*** Passage shown ***

Euro jumps as ECB increases stimulus - REUTERS

JUNE 04, 2020

BY  Karen Brettell

NEW YORK (Reuters) - The euro jumped to a 12-week high against the U.S. dollar on Thursday after the European Central Bank increased stimulus to shore up economies hurt by the coronavirus pandemic.

The ECB increased the size of its Pandemic Emergency Purchase Program (PEPP) to 1.35 trillion euros ($1.52 trillion) from 750 billion euros, more than the 500 billion-euro increase most analysts had expected, and extended it until June 2021 at the earliest, with a pledge to reinvest proceeds until at least the end of 2022.

“This highlights the ECB’s commitment to strengthening the recovery,” said Jai Malhi, global market strategist at J.P. Morgan Asset Management in London. “The euro zone may well emerge from the COVID-19 recession more quickly than the U.S. and UK.

The single currency EUR= was last up 0.21% on the day at $1.1256, after earlier reaching $1.1273, the highest since March 12. It has gained for eight consecutive sessions.


The dollar index =USD, which measures the greenback against a basket of major currencies, fell 0.18% on the day to 97.144.

The dollar has declined for the past two weeks as risk sentiment improves and stocks surge on optimism that the worst of the economic downturn from the coronavirus has passed.

A stocks rally appeared to run out of steam on Thursday, however, with Wall Street opening lower.

U.S. data showed that the number of Americans filing for unemployment benefits dropped below 2 million last week for the first time since mid-March, but remains astonishingly high as companies adjust to an environment that has been significantly changed by COVID-19.


The dollar fell 0.15% against the safe-haven Japanese yen JPY= to 108.72 yen, after earlier gaining to 109.16, the highest since April 7.

The Australian dollar AUD=, which has been one of the best performers from the recent increase in risk appetite, dippped 0.4% to $0.6916, after reaching $0.6983 on Wednesday, the highest since Jan. 3.

*** End of Passage shown ***

● The task
Copy out the entire report on the euro's rise after the ECB stimulus word for word. The records that come next are separate material and are unrelated to the report on the euro and the ECB stimulus.

*** Source material ***

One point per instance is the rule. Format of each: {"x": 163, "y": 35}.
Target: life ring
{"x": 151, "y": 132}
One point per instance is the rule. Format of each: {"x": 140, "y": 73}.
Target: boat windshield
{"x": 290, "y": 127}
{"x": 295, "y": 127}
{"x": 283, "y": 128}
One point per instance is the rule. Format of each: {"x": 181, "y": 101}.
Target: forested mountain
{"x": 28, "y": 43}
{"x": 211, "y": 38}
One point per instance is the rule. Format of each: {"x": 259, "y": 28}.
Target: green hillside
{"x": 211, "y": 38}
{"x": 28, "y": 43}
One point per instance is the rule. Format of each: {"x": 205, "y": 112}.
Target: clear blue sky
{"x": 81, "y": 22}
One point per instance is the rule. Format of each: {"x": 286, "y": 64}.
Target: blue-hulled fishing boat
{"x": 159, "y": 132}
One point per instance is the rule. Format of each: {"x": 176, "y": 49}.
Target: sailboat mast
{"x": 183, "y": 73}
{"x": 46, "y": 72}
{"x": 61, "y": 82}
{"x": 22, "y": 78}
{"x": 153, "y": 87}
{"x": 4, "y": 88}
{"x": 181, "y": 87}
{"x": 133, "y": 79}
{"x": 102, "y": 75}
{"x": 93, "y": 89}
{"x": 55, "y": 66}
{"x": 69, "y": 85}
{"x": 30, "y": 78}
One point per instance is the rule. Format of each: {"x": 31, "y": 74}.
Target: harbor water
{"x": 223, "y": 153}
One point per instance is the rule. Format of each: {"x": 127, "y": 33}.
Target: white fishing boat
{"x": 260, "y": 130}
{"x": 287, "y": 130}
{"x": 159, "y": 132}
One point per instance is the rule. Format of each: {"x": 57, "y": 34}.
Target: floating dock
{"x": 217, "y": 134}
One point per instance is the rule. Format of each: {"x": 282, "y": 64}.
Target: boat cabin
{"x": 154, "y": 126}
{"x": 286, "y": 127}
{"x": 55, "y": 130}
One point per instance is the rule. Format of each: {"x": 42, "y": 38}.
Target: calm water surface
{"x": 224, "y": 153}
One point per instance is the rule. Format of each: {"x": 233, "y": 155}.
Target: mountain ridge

*** End of Source material ***

● Exercise output
Euro jumps as ECB increases stimulus - REUTERS

JUNE 04, 2020

BY  Karen Brettell

NEW YORK (Reuters) - The euro jumped to a 12-week high against the U.S. dollar on Thursday after the European Central Bank increased stimulus to shore up economies hurt by the coronavirus pandemic.

The ECB increased the size of its Pandemic Emergency Purchase Program (PEPP) to 1.35 trillion euros ($1.52 trillion) from 750 billion euros, more than the 500 billion-euro increase most analysts had expected, and extended it until June 2021 at the earliest, with a pledge to reinvest proceeds until at least the end of 2022.

“This highlights the ECB’s commitment to strengthening the recovery,” said Jai Malhi, global market strategist at J.P. Morgan Asset Management in London. “The euro zone may well emerge from the COVID-19 recession more quickly than the U.S. and UK.

The single currency EUR= was last up 0.21% on the day at $1.1256, after earlier reaching $1.1273, the highest since March 12. It has gained for eight consecutive sessions.


The dollar index =USD, which measures the greenback against a basket of major currencies, fell 0.18% on the day to 97.144.

The dollar has declined for the past two weeks as risk sentiment improves and stocks surge on optimism that the worst of the economic downturn from the coronavirus has passed.

A stocks rally appeared to run out of steam on Thursday, however, with Wall Street opening lower.

U.S. data showed that the number of Americans filing for unemployment benefits dropped below 2 million last week for the first time since mid-March, but remains astonishingly high as companies adjust to an environment that has been significantly changed by COVID-19.


The dollar fell 0.15% against the safe-haven Japanese yen JPY= to 108.72 yen, after earlier gaining to 109.16, the highest since April 7.

The Australian dollar AUD=, which has been one of the best performers from the recent increase in risk appetite, dippped 0.4% to $0.6916, after reaching $0.6983 on Wednesday, the highest since Jan. 3.